• [WHAT YOU WILL DO] Rewrite the material below with every occurrence of "setting one point per instance" replaced by "placing one point per instance", keeping everything else the same.

• [EXTRACTED MATERIAL]
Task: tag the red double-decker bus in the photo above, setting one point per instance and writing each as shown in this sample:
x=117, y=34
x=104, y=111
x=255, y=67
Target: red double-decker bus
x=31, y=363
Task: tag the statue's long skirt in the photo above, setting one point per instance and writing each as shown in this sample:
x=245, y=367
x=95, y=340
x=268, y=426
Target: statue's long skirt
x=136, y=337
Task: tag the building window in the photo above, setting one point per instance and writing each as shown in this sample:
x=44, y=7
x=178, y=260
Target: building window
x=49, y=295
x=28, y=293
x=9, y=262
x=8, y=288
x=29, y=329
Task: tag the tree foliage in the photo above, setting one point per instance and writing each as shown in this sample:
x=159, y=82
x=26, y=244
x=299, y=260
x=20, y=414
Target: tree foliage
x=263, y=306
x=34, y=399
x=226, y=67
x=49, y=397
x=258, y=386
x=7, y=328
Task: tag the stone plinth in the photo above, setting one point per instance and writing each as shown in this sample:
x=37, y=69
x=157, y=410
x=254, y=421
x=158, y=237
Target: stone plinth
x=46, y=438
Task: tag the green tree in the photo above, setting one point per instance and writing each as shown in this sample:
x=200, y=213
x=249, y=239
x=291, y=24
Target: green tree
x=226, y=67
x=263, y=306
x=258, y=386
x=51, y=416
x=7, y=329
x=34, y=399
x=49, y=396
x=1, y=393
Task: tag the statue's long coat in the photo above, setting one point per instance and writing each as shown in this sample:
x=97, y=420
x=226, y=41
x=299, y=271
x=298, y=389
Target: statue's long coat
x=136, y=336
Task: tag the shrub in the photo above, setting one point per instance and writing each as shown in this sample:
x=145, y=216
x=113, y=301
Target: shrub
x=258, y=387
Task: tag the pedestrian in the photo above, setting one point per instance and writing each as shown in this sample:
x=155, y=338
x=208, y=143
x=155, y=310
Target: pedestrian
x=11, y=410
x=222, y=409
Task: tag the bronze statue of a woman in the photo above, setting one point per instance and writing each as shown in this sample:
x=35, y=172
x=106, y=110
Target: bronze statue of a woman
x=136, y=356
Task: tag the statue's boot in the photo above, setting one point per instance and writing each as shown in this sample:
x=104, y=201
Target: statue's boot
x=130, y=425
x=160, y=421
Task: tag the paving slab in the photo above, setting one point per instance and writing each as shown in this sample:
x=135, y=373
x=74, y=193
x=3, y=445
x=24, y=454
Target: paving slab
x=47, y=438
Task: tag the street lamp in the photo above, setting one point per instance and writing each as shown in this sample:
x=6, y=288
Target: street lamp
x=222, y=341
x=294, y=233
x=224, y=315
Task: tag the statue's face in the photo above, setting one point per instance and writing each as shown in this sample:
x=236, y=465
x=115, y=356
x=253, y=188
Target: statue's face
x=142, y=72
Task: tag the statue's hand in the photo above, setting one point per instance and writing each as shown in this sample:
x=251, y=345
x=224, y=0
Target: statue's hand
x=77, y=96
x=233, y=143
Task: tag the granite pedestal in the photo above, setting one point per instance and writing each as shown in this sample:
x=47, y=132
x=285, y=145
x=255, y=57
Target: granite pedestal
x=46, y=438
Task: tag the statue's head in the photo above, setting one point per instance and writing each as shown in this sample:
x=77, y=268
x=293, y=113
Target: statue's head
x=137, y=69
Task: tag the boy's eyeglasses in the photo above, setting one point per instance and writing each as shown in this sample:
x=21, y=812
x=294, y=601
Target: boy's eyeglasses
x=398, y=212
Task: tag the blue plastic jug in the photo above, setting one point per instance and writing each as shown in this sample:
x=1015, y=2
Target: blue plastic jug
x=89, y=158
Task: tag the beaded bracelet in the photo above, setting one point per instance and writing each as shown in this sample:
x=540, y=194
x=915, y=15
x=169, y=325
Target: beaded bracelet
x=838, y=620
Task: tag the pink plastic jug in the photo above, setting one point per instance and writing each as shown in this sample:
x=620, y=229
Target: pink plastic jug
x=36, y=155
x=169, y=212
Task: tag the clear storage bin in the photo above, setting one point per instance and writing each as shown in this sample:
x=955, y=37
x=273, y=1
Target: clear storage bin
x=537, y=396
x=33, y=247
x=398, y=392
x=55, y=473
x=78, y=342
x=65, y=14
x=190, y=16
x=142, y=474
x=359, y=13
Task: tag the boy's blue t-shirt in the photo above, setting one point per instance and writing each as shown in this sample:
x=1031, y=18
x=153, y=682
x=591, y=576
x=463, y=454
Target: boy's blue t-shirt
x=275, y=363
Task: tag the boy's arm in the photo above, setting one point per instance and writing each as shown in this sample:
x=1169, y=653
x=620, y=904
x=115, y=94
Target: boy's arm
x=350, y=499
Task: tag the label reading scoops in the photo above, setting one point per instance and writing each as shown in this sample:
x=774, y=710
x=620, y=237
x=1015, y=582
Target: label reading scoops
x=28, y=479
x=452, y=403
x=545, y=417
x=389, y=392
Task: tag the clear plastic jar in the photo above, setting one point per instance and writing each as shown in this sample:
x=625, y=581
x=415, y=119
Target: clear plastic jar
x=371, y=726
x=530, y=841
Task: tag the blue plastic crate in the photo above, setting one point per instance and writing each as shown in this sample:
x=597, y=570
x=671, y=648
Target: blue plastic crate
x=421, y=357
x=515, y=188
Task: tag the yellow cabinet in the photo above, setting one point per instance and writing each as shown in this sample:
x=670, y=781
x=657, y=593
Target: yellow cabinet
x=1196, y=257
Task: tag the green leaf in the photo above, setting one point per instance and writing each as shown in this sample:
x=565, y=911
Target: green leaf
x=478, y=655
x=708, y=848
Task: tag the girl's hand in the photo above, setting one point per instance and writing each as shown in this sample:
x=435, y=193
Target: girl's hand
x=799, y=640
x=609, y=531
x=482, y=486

• [THE COMPLETED TASK]
Task: tag the red double-decker bus in the photo above, placing one point per instance and writing each as shown in this sample:
x=117, y=34
x=104, y=111
x=255, y=67
Target: red double-decker bus
x=31, y=363
Task: tag the statue's long skirt in the photo above, placing one point per instance and writing each as shown in this sample:
x=245, y=367
x=95, y=340
x=268, y=426
Target: statue's long skirt
x=136, y=337
Task: tag the building window in the photo above, placing one point per instance and writing each as shown in this sample:
x=44, y=7
x=178, y=260
Target: building window
x=49, y=295
x=28, y=293
x=9, y=262
x=8, y=288
x=29, y=329
Task: tag the tree foliage in the photo above, placing one point per instance and writing each as shown in this sample:
x=159, y=82
x=26, y=244
x=299, y=260
x=20, y=414
Target: tree foliage
x=263, y=306
x=34, y=399
x=226, y=67
x=49, y=397
x=258, y=386
x=7, y=328
Task: tag the stone plinth in the photo above, placing one point per instance and writing each as shown in this sample:
x=37, y=69
x=157, y=410
x=254, y=421
x=158, y=237
Target: stone plinth
x=46, y=438
Task: tag the green tree in the photo above, placing one point per instance and writing each as shown in this sample:
x=200, y=213
x=249, y=239
x=291, y=24
Target: green tree
x=226, y=67
x=263, y=306
x=258, y=386
x=51, y=416
x=7, y=329
x=34, y=399
x=49, y=396
x=1, y=393
Task: tag the statue's long coat in the photo above, placing one point per instance and writing each as shown in this sample:
x=97, y=420
x=226, y=41
x=299, y=271
x=298, y=389
Target: statue's long coat
x=136, y=336
Task: tag the shrub in the photo above, placing one point per instance and writing each as shown in this sample:
x=145, y=216
x=113, y=301
Target: shrub
x=258, y=387
Task: tag the pedestrian in the photo above, placing one point per instance and writing each as shown in this sample:
x=155, y=338
x=208, y=143
x=155, y=310
Target: pedestrian
x=11, y=410
x=222, y=409
Task: tag the bronze statue of a woman in the photo above, placing one point per instance and writing each as shown in this sample:
x=35, y=172
x=106, y=110
Target: bronze statue of a woman
x=136, y=356
Task: tag the statue's boot in the photo above, placing one point per instance and writing each as shown in this sample:
x=104, y=201
Target: statue's boot
x=130, y=425
x=160, y=421
Task: tag the paving slab in the photo above, placing one point per instance and writing each as shown in this sample:
x=135, y=373
x=74, y=193
x=3, y=445
x=24, y=454
Target: paving slab
x=47, y=438
Task: tag the street lamp in the photo above, placing one point per instance and writing each as shown in this sample:
x=6, y=288
Target: street lamp
x=222, y=341
x=294, y=233
x=224, y=315
Task: tag the statue's face in the photo above, placing one point per instance and writing each as shown in this sample:
x=236, y=465
x=115, y=356
x=253, y=188
Target: statue's face
x=142, y=72
Task: tag the statue's hand in the photo above, placing one point per instance and writing each as shown in this sample:
x=251, y=345
x=224, y=0
Target: statue's hand
x=77, y=96
x=233, y=143
Task: tag the granite pedestal in the photo above, placing one point per instance and writing each as shown in this sample:
x=47, y=132
x=285, y=145
x=255, y=57
Target: granite pedestal
x=46, y=438
Task: tag the statue's head in the photo above, placing one point per instance and writing each as shown in this sample:
x=77, y=268
x=293, y=113
Target: statue's head
x=137, y=69
Task: tag the boy's eyeglasses in the photo above, placing one point per instance and writing each as shown in this sample:
x=21, y=812
x=294, y=601
Target: boy's eyeglasses
x=398, y=212
Task: tag the blue plastic jug in the photo above, placing one point per instance and writing each as shown in this sample:
x=1015, y=2
Target: blue plastic jug
x=89, y=158
Task: tag the beaded bracelet in the photo above, placing one point per instance and writing each as shown in this sample:
x=540, y=194
x=915, y=15
x=169, y=325
Target: beaded bracelet
x=838, y=620
Task: tag the pink plastic jug in the photo above, placing one point per instance and writing each as shown in this sample:
x=620, y=229
Target: pink plastic jug
x=36, y=155
x=169, y=212
Task: tag the clear storage bin in the photo above, placing one point per instance and writing each as shown in this sample:
x=955, y=37
x=273, y=1
Target: clear storage bin
x=537, y=396
x=33, y=247
x=398, y=392
x=55, y=473
x=78, y=342
x=65, y=14
x=190, y=16
x=142, y=474
x=359, y=13
Task: tag the boy's blue t-shirt in the photo above, placing one point per instance and writing each as shown in this sample:
x=1031, y=18
x=153, y=682
x=591, y=576
x=463, y=454
Target: boy's blue t-shirt
x=275, y=363
Task: tag the boy's arm in the photo above, placing one point per instance and writing each as shown in this sample:
x=1169, y=653
x=620, y=904
x=115, y=94
Target: boy's arm
x=350, y=499
Task: tag the label reading scoops in the photo above, placing one point per instance and writing each as shown in this sample:
x=774, y=710
x=620, y=237
x=1015, y=582
Target: label reading scoops
x=28, y=479
x=452, y=403
x=545, y=417
x=389, y=392
Task: tag the clear plastic jar in the photo above, placing one point per instance and writing each as shown in this sample:
x=625, y=581
x=415, y=119
Target: clear plastic jar
x=371, y=726
x=530, y=841
Task: tag the blue plastic crate in the photo above, placing one point per instance and writing each as shown in this sample:
x=597, y=570
x=671, y=648
Target: blue plastic crate
x=421, y=357
x=515, y=188
Task: tag the yellow cabinet in the photo above, placing one point per instance and writing each as shown in this sample:
x=670, y=781
x=657, y=593
Target: yellow cabinet
x=1196, y=257
Task: tag the green leaf in the photo above, placing one point per instance and writing each as shown in this sample:
x=565, y=911
Target: green leaf
x=478, y=655
x=708, y=848
Task: tag the girl's hand in the photo above, placing one point per instance and writing each as shown in this sample:
x=435, y=193
Target: girl's hand
x=799, y=640
x=609, y=531
x=482, y=486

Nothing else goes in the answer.